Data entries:
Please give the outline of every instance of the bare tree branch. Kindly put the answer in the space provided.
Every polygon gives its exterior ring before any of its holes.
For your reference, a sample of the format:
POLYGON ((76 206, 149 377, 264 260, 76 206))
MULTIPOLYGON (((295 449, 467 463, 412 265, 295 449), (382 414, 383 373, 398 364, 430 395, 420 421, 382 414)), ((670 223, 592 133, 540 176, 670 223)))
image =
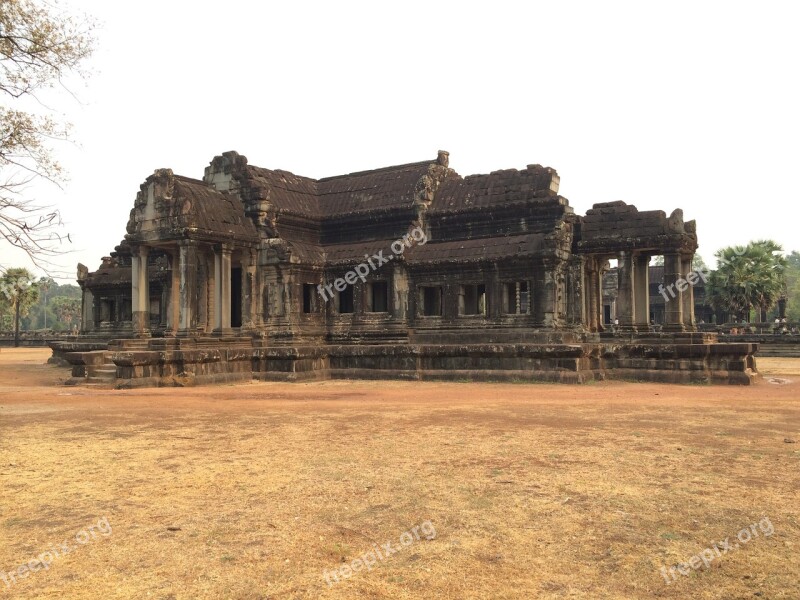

Activity:
Retype all entries exactly, without the images.

Response:
Please give the outline of every instance of the bare tree branch. Kindly put the answer in the space provided.
Every polygon gives its exterior ring before any of its holes.
For your reference, a sample of the format:
POLYGON ((76 206, 149 377, 264 260, 76 206))
MULTIPOLYGON (((295 449, 467 463, 412 265, 295 449), (382 414, 383 373, 398 364, 430 395, 420 421, 382 414)), ((670 223, 592 133, 540 176, 670 223)))
image =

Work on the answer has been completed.